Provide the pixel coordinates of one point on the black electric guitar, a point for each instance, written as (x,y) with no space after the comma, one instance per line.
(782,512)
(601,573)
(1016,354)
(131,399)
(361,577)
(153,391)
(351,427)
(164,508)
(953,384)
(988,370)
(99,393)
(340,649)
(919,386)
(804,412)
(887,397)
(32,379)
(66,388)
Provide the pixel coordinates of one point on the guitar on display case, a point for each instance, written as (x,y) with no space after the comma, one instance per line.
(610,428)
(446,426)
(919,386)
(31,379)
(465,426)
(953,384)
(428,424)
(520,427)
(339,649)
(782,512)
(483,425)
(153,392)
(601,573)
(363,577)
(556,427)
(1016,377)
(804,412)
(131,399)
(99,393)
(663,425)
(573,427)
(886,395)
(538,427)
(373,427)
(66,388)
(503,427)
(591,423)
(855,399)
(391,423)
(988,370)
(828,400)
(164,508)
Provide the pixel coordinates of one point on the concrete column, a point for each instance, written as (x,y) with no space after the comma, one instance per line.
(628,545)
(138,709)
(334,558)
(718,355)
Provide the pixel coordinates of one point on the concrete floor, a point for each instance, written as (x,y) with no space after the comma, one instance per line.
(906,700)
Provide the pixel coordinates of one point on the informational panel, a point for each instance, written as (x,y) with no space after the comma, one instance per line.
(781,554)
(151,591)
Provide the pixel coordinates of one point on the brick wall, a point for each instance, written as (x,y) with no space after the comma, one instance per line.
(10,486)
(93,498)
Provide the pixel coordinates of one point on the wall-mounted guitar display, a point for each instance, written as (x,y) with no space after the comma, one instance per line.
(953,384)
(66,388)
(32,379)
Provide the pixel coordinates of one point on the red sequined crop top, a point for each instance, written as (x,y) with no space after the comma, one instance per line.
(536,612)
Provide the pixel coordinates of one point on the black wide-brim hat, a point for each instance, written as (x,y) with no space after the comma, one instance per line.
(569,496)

=-=-=

### WHAT YOU WILL DO
From the first line to the last, restate the data above exactly.

### TASK ANSWER
Provide the pixel coordinates of one point on the black electric guitar, a point for each instance, written as (x,y) with no space after the comma, one instance per line.
(782,512)
(601,573)
(1016,354)
(131,399)
(361,577)
(153,391)
(351,427)
(164,508)
(953,384)
(988,370)
(99,393)
(340,649)
(919,386)
(804,412)
(887,397)
(32,379)
(66,388)
Provide the pixel coordinates of one point on the guitar on display case, a point for each instance, written as (x,y) with no space after the comma, one instance per line.
(610,428)
(446,426)
(919,386)
(31,379)
(465,426)
(953,384)
(428,424)
(520,427)
(339,649)
(782,512)
(483,425)
(153,392)
(601,573)
(363,577)
(556,427)
(1016,377)
(804,412)
(131,399)
(99,393)
(663,425)
(573,427)
(886,395)
(538,427)
(373,427)
(66,388)
(503,427)
(591,423)
(855,399)
(391,423)
(988,370)
(828,400)
(164,508)
Provide the pixel coordinates of one point on the concrete column, a point for each instance, written as (x,y) with no space after the comma, one instance per line.
(628,545)
(138,709)
(334,558)
(718,355)
Provide the pixel coordinates of one point on the concrete floor, a point for each instance, written as (x,y) with no space after the comma, one instance per line.
(906,700)
Provide the pixel coordinates of one point on the informational panel, a point for each instance, written as (x,y) with no space after the comma, one instance per line.
(781,554)
(151,591)
Provide the pixel coordinates of one point on the brick wall, a point for each instance, written as (x,y) with no space after the comma, one instance per line.
(10,486)
(93,498)
Provide the pixel coordinates of one point on the wall-mounted guitar display, a point for each instance, written as (x,y) with no space after the comma, one instance per line.
(953,384)
(66,388)
(32,379)
Provide the pixel coordinates of one point on the red sequined crop top, a point for each instance, written as (x,y) with no space after the comma, one instance per line.
(536,612)
Provide the pixel coordinates of one point on the black wide-brim hat, a point for each instance, written as (x,y) with no space after the comma, one instance per line.
(569,496)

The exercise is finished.